→ Your instructions
Gather every line in the records below that contains the string "yellow", and copy each one as it appears.

(Records pointing to named objects)
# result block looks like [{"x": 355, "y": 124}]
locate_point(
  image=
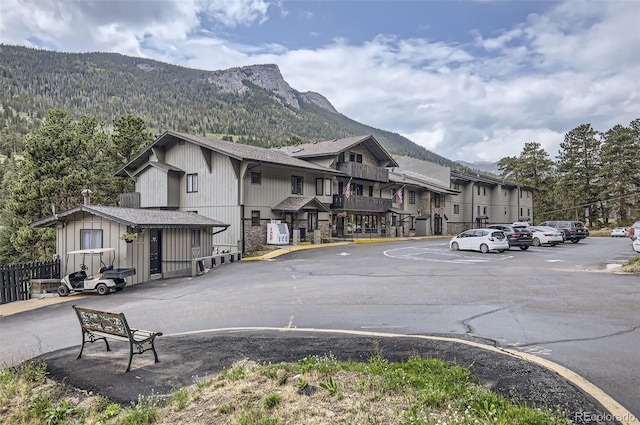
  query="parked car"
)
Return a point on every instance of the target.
[
  {"x": 483, "y": 240},
  {"x": 574, "y": 231},
  {"x": 619, "y": 232},
  {"x": 634, "y": 230},
  {"x": 543, "y": 235},
  {"x": 519, "y": 236}
]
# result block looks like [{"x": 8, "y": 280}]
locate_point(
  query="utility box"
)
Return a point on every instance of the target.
[{"x": 277, "y": 233}]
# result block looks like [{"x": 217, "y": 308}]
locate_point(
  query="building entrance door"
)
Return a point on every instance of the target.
[
  {"x": 437, "y": 225},
  {"x": 155, "y": 251}
]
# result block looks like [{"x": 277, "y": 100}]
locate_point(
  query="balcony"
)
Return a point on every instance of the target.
[
  {"x": 361, "y": 203},
  {"x": 364, "y": 172}
]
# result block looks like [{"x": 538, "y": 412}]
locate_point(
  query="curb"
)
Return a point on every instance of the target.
[{"x": 281, "y": 251}]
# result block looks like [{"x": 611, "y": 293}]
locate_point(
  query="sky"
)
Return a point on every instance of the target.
[{"x": 469, "y": 80}]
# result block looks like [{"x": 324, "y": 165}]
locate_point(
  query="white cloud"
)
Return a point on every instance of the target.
[{"x": 575, "y": 63}]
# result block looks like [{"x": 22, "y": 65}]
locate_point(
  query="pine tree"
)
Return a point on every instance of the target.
[
  {"x": 578, "y": 166},
  {"x": 533, "y": 168}
]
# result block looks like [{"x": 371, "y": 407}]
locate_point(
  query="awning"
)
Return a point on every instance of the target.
[
  {"x": 400, "y": 211},
  {"x": 297, "y": 203}
]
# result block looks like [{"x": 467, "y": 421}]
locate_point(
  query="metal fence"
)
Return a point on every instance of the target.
[{"x": 15, "y": 279}]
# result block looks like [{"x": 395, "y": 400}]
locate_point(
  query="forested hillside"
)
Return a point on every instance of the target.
[{"x": 167, "y": 97}]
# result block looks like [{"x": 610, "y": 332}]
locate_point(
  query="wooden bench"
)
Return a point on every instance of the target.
[{"x": 99, "y": 325}]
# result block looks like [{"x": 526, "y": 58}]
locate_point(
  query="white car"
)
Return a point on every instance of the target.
[
  {"x": 543, "y": 235},
  {"x": 619, "y": 232},
  {"x": 483, "y": 240}
]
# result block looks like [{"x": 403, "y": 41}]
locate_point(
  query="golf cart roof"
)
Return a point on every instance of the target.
[{"x": 93, "y": 251}]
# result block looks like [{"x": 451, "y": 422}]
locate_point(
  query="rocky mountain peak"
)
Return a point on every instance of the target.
[{"x": 268, "y": 77}]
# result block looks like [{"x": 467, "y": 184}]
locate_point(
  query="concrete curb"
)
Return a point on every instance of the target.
[
  {"x": 617, "y": 411},
  {"x": 287, "y": 249}
]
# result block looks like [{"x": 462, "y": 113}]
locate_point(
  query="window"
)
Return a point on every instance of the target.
[
  {"x": 192, "y": 183},
  {"x": 312, "y": 221},
  {"x": 355, "y": 157},
  {"x": 327, "y": 186},
  {"x": 256, "y": 177},
  {"x": 90, "y": 239},
  {"x": 296, "y": 185},
  {"x": 319, "y": 186},
  {"x": 195, "y": 237}
]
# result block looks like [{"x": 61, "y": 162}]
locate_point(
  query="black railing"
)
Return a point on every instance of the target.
[
  {"x": 15, "y": 279},
  {"x": 361, "y": 203}
]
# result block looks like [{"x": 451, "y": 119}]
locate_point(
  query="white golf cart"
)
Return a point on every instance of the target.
[{"x": 105, "y": 281}]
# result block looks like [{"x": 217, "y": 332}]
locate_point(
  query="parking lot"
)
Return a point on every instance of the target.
[{"x": 559, "y": 302}]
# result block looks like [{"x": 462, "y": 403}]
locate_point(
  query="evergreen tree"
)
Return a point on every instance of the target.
[
  {"x": 54, "y": 171},
  {"x": 578, "y": 166},
  {"x": 533, "y": 168},
  {"x": 129, "y": 138},
  {"x": 620, "y": 174}
]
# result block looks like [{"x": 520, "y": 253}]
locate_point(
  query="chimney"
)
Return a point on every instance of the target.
[{"x": 87, "y": 196}]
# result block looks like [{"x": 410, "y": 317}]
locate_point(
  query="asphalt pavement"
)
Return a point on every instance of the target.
[{"x": 185, "y": 358}]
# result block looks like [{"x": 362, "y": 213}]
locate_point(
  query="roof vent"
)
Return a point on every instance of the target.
[{"x": 86, "y": 194}]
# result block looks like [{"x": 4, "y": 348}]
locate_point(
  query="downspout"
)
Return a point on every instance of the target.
[{"x": 473, "y": 207}]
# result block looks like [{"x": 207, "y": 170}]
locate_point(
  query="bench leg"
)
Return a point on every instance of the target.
[{"x": 130, "y": 356}]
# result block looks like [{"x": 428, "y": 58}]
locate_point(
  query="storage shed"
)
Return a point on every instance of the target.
[{"x": 157, "y": 243}]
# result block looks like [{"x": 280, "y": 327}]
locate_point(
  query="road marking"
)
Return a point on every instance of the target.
[{"x": 444, "y": 255}]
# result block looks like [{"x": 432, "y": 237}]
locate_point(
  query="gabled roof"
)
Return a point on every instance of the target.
[
  {"x": 237, "y": 151},
  {"x": 337, "y": 146},
  {"x": 457, "y": 175},
  {"x": 296, "y": 203},
  {"x": 420, "y": 180},
  {"x": 135, "y": 217}
]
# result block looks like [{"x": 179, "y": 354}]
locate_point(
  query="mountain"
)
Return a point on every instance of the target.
[
  {"x": 482, "y": 166},
  {"x": 252, "y": 104}
]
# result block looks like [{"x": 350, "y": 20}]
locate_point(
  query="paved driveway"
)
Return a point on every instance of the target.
[{"x": 555, "y": 302}]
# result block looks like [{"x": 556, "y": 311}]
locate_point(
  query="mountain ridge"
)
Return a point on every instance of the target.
[{"x": 251, "y": 104}]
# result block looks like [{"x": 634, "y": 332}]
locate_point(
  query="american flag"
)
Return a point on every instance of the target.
[{"x": 347, "y": 193}]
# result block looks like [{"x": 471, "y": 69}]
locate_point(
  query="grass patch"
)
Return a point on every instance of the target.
[{"x": 315, "y": 390}]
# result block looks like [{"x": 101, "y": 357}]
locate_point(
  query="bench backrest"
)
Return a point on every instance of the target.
[{"x": 103, "y": 321}]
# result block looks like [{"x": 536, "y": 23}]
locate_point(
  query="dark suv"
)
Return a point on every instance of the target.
[
  {"x": 518, "y": 236},
  {"x": 573, "y": 231}
]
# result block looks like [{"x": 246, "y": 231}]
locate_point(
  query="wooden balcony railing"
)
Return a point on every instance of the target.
[
  {"x": 363, "y": 171},
  {"x": 361, "y": 203}
]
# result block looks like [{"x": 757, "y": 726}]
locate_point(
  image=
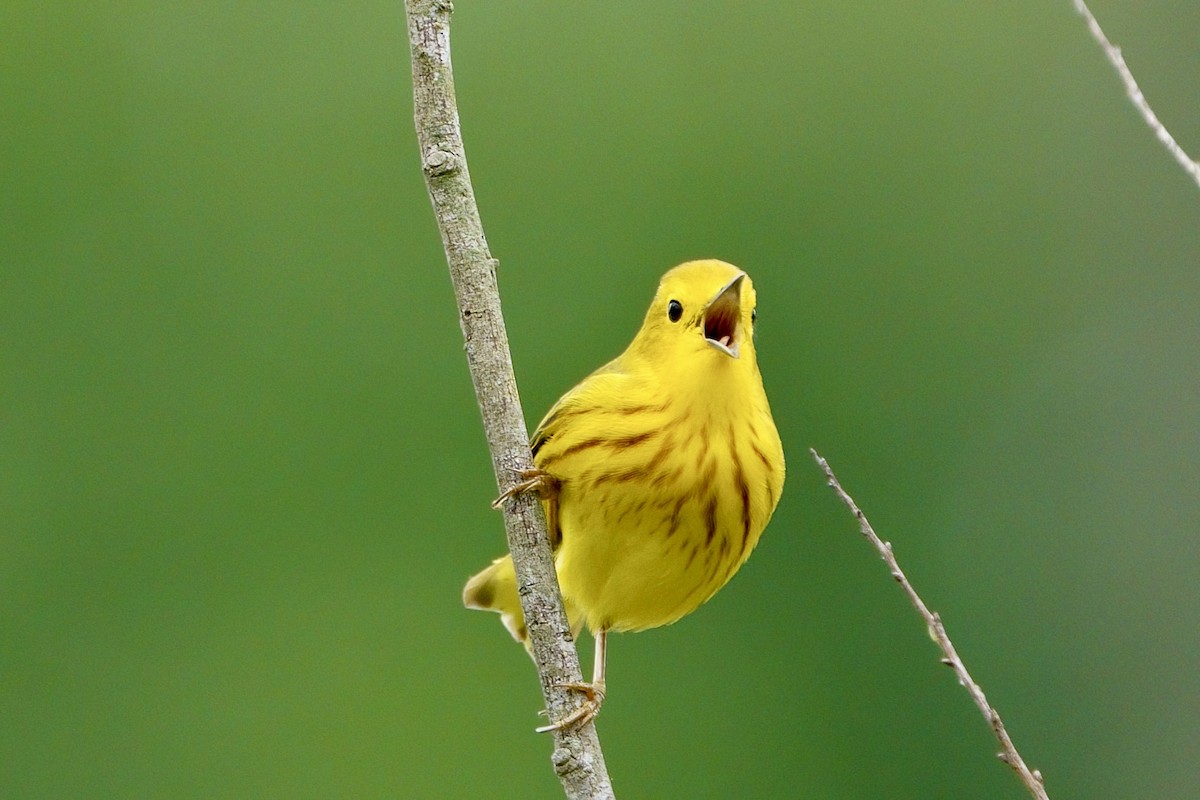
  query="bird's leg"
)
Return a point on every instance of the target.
[
  {"x": 593, "y": 692},
  {"x": 532, "y": 480}
]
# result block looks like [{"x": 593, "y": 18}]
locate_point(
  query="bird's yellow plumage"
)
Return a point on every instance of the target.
[{"x": 665, "y": 464}]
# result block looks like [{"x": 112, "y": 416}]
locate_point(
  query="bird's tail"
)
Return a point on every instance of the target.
[{"x": 495, "y": 589}]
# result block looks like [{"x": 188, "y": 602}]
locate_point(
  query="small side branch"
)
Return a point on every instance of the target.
[
  {"x": 1114, "y": 53},
  {"x": 1031, "y": 779},
  {"x": 576, "y": 757}
]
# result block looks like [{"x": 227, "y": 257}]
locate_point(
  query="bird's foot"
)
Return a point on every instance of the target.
[
  {"x": 593, "y": 698},
  {"x": 532, "y": 480}
]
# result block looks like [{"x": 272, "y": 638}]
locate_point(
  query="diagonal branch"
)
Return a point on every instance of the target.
[
  {"x": 577, "y": 758},
  {"x": 1189, "y": 164},
  {"x": 1031, "y": 779}
]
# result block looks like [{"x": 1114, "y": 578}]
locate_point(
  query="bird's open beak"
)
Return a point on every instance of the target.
[{"x": 723, "y": 317}]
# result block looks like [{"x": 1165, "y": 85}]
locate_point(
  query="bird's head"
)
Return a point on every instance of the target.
[{"x": 701, "y": 316}]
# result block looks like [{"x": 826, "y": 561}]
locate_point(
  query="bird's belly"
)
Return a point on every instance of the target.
[{"x": 635, "y": 557}]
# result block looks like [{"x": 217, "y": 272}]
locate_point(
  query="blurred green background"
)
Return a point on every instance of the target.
[{"x": 241, "y": 470}]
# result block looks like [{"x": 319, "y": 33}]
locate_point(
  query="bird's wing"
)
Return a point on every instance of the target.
[
  {"x": 557, "y": 419},
  {"x": 570, "y": 403}
]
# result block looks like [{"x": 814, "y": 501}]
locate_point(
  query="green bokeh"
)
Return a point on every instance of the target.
[{"x": 243, "y": 475}]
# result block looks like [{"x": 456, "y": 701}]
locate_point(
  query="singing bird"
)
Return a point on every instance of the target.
[{"x": 658, "y": 471}]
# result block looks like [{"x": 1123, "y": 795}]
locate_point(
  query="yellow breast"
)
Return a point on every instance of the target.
[{"x": 663, "y": 505}]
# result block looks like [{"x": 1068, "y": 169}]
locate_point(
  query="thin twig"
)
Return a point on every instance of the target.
[
  {"x": 1031, "y": 779},
  {"x": 577, "y": 758},
  {"x": 1189, "y": 164}
]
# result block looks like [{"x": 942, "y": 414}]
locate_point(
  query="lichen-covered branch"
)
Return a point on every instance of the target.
[
  {"x": 1031, "y": 779},
  {"x": 576, "y": 757},
  {"x": 1139, "y": 100}
]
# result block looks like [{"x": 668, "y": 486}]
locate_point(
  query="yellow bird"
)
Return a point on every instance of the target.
[{"x": 658, "y": 471}]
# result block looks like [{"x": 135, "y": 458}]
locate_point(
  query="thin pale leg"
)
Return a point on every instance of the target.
[
  {"x": 532, "y": 480},
  {"x": 593, "y": 692}
]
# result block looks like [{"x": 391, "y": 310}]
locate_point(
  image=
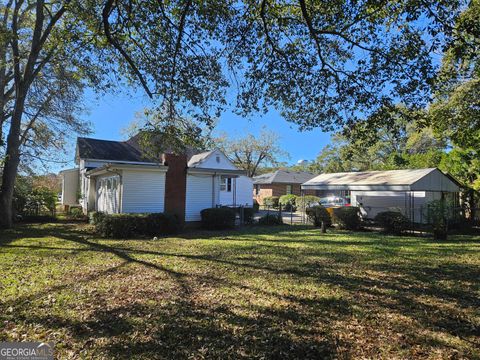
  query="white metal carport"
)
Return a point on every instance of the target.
[{"x": 376, "y": 191}]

→ Complete output
  query="bird's yellow plumage"
  query="yellow breast"
  query="yellow bird"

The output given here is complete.